-- Task to carry out --
Could you write out, word for word, each line from the one containing "Mark every instance of the weathered" to the last line of the data below, both included and nothing more?

-- Extracted information --
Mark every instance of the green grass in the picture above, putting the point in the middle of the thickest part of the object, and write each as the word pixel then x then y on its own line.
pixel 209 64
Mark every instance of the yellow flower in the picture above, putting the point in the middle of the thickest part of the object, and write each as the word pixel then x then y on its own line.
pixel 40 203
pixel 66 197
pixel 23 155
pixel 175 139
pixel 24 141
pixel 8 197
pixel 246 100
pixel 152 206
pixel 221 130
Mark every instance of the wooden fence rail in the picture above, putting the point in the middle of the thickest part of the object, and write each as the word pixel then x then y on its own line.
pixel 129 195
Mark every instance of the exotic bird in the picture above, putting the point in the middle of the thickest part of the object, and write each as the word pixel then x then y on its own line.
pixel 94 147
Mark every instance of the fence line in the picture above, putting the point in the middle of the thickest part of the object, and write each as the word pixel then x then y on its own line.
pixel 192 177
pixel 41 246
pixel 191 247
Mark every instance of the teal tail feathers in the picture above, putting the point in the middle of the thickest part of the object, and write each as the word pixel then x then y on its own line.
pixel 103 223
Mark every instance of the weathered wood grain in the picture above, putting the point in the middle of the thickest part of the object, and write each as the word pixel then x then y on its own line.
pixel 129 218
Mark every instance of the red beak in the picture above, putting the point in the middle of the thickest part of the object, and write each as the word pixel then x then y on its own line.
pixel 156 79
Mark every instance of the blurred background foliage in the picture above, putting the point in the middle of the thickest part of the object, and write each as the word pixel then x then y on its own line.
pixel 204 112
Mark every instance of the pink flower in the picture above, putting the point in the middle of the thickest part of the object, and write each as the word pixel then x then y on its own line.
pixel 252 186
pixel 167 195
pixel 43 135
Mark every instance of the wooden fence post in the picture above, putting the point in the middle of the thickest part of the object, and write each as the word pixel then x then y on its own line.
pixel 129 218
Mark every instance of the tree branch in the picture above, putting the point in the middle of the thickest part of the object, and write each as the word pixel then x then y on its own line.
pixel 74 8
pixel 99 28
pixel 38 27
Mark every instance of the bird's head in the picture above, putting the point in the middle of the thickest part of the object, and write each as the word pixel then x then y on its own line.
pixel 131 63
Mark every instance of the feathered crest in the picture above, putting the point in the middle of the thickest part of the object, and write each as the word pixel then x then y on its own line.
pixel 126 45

-- Your response --
Mark every instance of the weathered wood grain in the picture above, putting the point in the middle of the thickest part of the object, and write each as the word pixel then x then y on its own line.
pixel 129 218
Mark every instance of the red beak in the picture above, putting the point in the middle of the thickest part of the object, and write each as the word pixel then x then y on its own line.
pixel 156 79
Mark every instance of the blurred background foliage in the picture above, putting the point in the middle of the thickest part of the object, and write each as the word pixel then x then y on its own line.
pixel 204 112
Mark every instance of the pink flower in the picture above, putting the point in the middle of the thickest part of the object, and write each as the word pixel then x then y on its own line.
pixel 252 186
pixel 167 195
pixel 43 135
Mark every instance of the wooden fence post in the picture above, putting the point in the middle of the thickest part of the object, and write each as the word pixel then x then y on its own line.
pixel 129 218
Mark every instance of the tree branch in the picture above, putting the point in the middle of the thickest part of the object, and write each as the word pixel then x then y on its own line.
pixel 74 8
pixel 99 28
pixel 38 27
Mark every instance of the bird's head in the picture above, putting the point in the middle of the thickest part of the object, and write each as the word pixel then x then y on its own line.
pixel 131 63
Mark every instance of the feathered crest in the picture above, putting the point in the middle of the thickest part of the object, and write each as the word pixel then x then y on its own line.
pixel 126 45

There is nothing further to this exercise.